Start of SOURCE MATERIAL
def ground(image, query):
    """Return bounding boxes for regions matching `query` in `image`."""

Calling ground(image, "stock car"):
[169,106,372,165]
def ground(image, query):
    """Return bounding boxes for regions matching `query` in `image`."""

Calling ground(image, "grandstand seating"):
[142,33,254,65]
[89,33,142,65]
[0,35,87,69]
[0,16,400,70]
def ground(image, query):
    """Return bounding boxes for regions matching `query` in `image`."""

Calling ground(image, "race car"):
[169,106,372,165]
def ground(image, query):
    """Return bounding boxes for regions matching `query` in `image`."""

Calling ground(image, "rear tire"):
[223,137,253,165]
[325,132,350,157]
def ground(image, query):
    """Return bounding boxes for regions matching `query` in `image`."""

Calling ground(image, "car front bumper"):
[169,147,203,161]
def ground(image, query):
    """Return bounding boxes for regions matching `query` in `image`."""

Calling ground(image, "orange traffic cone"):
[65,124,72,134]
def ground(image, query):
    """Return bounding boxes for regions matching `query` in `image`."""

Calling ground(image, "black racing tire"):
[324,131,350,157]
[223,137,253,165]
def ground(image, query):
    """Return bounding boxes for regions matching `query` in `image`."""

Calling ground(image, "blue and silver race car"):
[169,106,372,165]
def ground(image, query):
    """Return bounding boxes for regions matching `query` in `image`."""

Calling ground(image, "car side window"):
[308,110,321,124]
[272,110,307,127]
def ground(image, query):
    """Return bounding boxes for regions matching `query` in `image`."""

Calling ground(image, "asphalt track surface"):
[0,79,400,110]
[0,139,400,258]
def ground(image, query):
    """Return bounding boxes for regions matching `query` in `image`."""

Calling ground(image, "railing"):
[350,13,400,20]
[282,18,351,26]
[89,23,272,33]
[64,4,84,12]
End of SOURCE MATERIAL
_DIRECTIONS:_
List every line in the records above that contains the string "race", copying each line in full. Case matters.

_EXERCISE SOLUTION:_
Calling ground(image, "race car"):
Calling ground(image, "blue and silver race car"):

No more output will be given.